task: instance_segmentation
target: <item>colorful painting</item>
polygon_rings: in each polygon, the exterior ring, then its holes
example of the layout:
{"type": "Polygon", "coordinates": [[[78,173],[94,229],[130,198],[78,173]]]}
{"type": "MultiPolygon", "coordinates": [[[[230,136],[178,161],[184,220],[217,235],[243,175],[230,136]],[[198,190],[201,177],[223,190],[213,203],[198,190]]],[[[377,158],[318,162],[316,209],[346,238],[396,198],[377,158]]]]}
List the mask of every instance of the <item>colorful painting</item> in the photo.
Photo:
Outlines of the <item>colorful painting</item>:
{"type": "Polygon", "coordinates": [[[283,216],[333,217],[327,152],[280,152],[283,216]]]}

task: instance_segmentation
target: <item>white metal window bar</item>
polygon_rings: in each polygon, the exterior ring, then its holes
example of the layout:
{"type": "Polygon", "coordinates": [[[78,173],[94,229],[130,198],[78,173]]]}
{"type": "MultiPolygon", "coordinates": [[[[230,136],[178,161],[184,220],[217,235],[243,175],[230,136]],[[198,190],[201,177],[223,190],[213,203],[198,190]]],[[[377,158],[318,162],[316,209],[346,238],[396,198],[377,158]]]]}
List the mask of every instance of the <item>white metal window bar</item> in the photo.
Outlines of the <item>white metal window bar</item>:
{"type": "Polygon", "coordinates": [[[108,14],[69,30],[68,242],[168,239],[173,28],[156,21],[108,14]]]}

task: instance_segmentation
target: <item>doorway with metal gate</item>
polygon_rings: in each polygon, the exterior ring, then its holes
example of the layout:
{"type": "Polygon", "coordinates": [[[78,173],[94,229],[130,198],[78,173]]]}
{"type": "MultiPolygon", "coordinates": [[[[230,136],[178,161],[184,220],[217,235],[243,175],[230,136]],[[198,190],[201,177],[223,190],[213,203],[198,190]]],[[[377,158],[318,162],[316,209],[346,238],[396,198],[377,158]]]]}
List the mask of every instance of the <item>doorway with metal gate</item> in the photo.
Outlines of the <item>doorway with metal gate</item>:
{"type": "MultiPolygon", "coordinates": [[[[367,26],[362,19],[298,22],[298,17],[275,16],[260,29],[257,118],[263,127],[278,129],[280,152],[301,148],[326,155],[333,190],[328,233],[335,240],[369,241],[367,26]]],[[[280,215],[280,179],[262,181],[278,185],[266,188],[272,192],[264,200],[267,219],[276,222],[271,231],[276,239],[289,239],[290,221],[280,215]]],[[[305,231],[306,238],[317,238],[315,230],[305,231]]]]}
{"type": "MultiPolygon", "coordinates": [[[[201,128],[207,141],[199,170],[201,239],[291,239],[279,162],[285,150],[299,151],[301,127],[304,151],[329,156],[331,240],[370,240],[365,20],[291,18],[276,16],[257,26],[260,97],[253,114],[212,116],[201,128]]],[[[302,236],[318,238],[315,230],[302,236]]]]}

_ _ _ _ _ _ _

Problem description: Check each line of the entries above, and show every one holding the word "mask".

Task solution:
List the mask of every instance of the <item>colorful painting</item> in the photo.
List the mask of every instance of the <item>white metal window bar</item> in the photo.
List the mask of every instance of the <item>doorway with metal gate</item> in the photo.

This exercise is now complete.